What is expected: Please output exactly the part of the records below that opens with the line containing "positive clicks: (171, 50) (158, 42)" and closes with the line containing "45L151 49L162 51L164", both lines included, and nothing else.

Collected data
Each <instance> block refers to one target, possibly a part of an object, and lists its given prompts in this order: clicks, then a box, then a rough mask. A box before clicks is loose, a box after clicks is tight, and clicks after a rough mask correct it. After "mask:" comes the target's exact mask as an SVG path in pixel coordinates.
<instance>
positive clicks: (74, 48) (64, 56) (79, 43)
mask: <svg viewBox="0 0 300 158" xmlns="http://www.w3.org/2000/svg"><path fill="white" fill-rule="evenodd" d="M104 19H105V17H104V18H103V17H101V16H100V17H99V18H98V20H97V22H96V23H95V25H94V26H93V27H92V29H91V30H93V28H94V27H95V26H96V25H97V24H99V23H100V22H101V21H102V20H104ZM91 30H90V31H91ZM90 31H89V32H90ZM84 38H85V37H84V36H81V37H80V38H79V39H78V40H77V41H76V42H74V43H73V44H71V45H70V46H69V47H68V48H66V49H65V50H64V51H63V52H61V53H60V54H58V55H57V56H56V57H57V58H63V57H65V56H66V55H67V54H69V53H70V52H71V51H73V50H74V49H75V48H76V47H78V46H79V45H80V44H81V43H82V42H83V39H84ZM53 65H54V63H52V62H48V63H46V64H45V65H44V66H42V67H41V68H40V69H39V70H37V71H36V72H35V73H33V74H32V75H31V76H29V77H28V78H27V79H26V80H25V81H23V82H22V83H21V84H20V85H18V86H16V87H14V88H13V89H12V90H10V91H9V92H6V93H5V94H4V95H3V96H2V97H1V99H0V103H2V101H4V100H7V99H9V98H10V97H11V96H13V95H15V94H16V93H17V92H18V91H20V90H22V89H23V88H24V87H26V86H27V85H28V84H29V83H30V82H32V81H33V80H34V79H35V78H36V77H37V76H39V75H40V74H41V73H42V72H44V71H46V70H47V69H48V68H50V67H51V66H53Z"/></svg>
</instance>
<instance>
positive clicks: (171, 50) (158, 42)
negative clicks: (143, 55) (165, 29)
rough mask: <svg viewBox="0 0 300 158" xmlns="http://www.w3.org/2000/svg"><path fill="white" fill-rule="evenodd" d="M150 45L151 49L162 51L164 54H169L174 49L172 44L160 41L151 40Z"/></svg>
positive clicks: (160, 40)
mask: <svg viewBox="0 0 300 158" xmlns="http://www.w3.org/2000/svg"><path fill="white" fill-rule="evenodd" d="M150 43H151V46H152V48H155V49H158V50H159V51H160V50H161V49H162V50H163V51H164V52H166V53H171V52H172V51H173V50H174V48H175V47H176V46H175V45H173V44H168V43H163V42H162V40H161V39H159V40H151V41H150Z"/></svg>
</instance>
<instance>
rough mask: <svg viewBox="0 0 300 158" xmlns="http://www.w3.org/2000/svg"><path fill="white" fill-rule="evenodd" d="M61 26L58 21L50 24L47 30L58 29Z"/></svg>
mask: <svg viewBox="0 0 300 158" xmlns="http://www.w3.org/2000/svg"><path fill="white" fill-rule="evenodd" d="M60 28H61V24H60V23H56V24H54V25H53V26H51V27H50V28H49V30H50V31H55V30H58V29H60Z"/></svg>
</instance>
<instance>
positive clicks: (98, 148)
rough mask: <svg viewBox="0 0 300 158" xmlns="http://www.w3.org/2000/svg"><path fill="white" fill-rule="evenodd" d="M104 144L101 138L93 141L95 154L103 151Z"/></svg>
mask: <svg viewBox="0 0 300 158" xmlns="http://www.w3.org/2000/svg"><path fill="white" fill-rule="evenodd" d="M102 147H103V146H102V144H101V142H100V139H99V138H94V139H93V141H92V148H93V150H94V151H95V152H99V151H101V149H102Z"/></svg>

Answer to the problem:
positive clicks: (171, 50) (158, 42)
negative clicks: (143, 55) (165, 29)
rough mask: <svg viewBox="0 0 300 158" xmlns="http://www.w3.org/2000/svg"><path fill="white" fill-rule="evenodd" d="M150 45L151 49L162 51L164 54H169L174 49L172 44L160 41L151 40Z"/></svg>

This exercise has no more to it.